— Task objective —
Pick out all lines with the word "green" from the records that follow.

····················

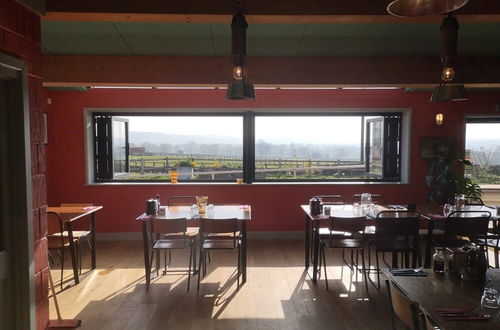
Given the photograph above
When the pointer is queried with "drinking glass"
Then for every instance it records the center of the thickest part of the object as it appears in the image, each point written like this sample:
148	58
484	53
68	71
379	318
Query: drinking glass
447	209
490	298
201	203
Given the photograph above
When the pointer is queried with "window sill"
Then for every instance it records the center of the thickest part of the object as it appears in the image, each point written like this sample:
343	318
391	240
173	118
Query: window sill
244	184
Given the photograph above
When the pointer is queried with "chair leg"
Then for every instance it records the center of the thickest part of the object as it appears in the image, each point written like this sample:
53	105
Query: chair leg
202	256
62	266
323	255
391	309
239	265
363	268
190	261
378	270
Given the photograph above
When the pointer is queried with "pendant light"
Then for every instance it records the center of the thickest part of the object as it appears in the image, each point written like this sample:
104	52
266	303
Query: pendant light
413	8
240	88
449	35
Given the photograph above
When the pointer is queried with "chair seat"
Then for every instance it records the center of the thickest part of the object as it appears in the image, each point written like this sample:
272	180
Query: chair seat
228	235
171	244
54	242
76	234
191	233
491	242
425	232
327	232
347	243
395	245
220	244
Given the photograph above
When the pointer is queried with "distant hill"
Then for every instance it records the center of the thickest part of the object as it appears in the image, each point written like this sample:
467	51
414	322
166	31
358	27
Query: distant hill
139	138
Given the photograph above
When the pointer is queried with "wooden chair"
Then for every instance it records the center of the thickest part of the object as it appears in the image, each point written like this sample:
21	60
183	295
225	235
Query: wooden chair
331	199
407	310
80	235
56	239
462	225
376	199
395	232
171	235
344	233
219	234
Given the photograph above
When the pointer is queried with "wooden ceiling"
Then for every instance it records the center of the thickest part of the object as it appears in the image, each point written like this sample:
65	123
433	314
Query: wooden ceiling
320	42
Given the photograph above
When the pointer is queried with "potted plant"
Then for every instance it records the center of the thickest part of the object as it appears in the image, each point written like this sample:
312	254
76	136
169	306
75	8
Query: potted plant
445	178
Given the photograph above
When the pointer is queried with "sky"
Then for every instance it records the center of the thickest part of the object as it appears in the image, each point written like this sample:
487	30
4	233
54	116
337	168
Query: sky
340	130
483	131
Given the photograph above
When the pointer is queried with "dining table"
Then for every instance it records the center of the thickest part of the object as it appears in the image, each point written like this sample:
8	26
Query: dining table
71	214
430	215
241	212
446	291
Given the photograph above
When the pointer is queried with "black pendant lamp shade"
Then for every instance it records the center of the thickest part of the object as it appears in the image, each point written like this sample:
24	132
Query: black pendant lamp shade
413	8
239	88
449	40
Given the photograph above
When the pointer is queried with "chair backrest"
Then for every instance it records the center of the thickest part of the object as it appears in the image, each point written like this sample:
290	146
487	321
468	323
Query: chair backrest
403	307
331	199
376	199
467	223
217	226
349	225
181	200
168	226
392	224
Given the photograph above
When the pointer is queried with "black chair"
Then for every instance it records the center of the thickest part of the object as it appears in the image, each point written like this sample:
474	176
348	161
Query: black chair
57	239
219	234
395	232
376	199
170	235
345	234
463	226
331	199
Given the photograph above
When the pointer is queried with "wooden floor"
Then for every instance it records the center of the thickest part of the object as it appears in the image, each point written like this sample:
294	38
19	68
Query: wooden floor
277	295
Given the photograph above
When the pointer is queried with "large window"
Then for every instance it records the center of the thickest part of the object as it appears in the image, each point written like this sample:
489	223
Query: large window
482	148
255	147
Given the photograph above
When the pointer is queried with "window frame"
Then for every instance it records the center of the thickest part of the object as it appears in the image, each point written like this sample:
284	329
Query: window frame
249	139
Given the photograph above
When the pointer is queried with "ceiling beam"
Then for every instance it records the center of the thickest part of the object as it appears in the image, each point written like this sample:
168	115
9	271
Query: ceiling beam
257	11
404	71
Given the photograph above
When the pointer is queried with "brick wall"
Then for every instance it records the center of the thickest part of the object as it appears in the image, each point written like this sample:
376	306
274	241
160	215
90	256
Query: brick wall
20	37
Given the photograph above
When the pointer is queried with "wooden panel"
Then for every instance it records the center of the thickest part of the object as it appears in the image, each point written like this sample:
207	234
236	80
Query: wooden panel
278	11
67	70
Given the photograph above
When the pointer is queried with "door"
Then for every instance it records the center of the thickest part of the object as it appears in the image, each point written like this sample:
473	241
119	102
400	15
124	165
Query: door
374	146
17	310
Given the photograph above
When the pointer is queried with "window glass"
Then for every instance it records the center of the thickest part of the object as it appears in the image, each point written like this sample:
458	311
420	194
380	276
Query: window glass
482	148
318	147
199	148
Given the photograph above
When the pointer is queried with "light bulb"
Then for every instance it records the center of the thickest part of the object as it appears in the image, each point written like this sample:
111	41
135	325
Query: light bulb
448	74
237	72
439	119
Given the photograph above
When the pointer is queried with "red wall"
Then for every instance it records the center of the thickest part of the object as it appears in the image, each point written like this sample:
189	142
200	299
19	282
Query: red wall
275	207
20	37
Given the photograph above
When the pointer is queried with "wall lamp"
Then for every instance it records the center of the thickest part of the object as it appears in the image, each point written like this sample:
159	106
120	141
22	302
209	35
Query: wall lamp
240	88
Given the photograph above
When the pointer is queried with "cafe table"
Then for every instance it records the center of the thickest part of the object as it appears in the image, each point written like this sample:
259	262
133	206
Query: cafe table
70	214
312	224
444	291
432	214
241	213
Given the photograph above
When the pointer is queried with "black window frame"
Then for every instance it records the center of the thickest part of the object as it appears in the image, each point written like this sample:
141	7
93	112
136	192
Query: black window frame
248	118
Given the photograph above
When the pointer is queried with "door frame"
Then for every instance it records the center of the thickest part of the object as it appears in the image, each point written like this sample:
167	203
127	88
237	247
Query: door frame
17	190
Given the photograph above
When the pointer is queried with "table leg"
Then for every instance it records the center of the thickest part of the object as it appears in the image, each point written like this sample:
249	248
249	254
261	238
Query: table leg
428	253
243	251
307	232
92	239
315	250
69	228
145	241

····················

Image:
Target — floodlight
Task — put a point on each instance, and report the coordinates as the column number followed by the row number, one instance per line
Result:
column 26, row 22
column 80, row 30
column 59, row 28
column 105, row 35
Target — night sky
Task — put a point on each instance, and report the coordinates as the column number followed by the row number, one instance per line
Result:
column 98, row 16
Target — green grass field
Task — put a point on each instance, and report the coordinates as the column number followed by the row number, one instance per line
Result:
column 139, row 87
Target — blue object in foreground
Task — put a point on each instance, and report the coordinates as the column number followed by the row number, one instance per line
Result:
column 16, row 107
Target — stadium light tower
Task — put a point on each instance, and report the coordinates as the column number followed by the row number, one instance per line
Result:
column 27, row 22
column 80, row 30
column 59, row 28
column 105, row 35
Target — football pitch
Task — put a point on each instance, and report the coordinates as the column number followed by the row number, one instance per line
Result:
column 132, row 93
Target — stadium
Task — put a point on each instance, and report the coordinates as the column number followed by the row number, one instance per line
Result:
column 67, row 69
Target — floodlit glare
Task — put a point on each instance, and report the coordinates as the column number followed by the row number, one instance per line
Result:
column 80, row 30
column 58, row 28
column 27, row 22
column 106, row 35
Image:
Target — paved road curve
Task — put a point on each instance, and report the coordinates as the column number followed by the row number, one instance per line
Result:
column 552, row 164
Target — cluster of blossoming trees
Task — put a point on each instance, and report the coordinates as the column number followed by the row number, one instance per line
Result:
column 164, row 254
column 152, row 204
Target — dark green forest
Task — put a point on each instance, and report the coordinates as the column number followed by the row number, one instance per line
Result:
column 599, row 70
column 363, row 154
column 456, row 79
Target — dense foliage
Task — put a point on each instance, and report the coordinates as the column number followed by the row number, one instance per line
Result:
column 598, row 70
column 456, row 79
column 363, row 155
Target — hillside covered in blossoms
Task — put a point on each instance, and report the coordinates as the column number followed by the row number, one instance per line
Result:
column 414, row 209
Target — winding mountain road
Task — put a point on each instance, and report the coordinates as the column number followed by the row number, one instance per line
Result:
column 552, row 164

····················

— Result of the exercise —
Target — green grass field
Target — dark green forest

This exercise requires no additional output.